Na tradição monástica a relação inspirada pela fé e orante com a Escritura, enquanto palavra viva de Deus é o lugar
privilegiado do encontro pessoal com Jesus, Palavra encarnada do Pai. Por isso a Lectio Divina, assim como a liturgia, nas
suas diversas expressões, tem um destaque especial no caminho espiritual do monge e na mesma estrutura do horário do dia
da comunidade. "Conhece o coração de Deus nas palavras de Deus", afirma o grande Padre da Igreja São Gregório Magno.
E São Romualdo entrega aos discípulos esta pequena "Regra de Ouro”: “Fica sentado na tua cela como no paraíso... Fica
vigilante e atento aos bons pensamentos como um bom pescador aos peixes. Única via, para ti, encontra-se nos Salmos.
Não deixá-la nunca". Na realidade através da meditação atenta, cuidadosa, e cheia de amor da escritura, o monge
procura cultivar a relação pessoal de fé com o Senhor, Palavra vivente do Pai, acolhida graças à solicitação do Espírito Santo.
Abrindo-se à sua inspiração e deixando-se guiar pelo seu impulso interior, ele se torna o ventre materno no qual a Palavra
continua encarnando-se, como aconteceu na Virgem Maria, modelo perfeito do discípulo e figura da igreja. Maria é o
símbolo daquela abertura total a Deus e aos outros, à qual é chamado todo discípulo de Jesus e que constitui a meta do seu
seguimento. O próprio Jesus afirma que quem escuta e cumpre a palavra do Pai, se torna para ele irmão, irmã e mãe(cf Lc 8,
21). Entramos junto com ele no dinamismo da Palavra do Pai e do seu amor que se faz história da nossa salvação, enquanto
ela “hoje" nos converte e renova. É esta mesma história que celebramos na liturgia, meditamos na escritura, procuramos
realizar no processo da nossa conformação a Cristo.

- **Dados**:
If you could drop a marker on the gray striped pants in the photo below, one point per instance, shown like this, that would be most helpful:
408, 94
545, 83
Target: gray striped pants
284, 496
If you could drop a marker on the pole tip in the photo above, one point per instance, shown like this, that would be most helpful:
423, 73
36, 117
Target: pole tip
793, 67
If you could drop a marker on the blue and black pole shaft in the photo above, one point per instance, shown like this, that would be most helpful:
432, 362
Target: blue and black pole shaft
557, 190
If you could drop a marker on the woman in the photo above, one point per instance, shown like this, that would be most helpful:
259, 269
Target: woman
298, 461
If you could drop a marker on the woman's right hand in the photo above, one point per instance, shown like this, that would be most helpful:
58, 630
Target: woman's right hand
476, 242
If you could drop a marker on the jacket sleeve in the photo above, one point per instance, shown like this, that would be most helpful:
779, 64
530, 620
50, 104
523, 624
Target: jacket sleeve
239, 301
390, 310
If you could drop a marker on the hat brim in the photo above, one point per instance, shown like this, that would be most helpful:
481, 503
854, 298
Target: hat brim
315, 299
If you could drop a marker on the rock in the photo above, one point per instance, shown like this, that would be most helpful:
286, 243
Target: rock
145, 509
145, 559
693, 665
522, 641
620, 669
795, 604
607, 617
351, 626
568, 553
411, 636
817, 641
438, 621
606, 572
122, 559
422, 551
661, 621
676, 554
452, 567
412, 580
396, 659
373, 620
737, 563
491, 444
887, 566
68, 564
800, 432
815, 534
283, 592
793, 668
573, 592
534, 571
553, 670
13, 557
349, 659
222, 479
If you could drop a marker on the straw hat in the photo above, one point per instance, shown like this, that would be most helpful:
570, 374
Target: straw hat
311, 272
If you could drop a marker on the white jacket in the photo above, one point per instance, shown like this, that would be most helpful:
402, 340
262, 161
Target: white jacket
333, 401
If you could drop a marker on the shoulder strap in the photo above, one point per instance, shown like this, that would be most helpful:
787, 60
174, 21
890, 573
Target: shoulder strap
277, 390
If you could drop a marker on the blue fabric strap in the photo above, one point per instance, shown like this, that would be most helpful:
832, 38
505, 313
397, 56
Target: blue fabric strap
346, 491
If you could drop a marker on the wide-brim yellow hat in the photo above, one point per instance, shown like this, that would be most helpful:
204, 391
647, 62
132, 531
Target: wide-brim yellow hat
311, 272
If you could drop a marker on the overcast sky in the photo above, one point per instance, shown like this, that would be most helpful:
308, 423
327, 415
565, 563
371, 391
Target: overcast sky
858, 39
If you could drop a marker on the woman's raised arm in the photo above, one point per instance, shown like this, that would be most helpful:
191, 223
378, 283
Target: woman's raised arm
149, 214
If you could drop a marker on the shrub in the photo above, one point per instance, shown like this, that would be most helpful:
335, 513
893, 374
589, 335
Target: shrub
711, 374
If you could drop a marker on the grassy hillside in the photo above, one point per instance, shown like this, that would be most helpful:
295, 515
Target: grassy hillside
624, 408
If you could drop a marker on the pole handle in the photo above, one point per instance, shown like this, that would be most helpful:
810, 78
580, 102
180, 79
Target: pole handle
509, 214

- **Objetivo**:
Reescreva o texto sobre a tradição monástica, do trecho que vai de "Na tradição monástica" até "São Gregório Magno.", substituindo "Lectio Divina" por "leitura orante". Os dados não têm relação com o texto.

- **Resolução**:
Na tradição monástica a relação inspirada pela fé e orante com a Escritura, enquanto palavra viva de Deus é o lugar
privilegiado do encontro pessoal com Jesus, Palavra encarnada do Pai. Por isso a leitura orante, assim como a liturgia, nas
suas diversas expressões, tem um destaque especial no caminho espiritual do monge e na mesma estrutura do horário do dia
da comunidade. "Conhece o coração de Deus nas palavras de Deus", afirma o grande Padre da Igreja São Gregório Magno.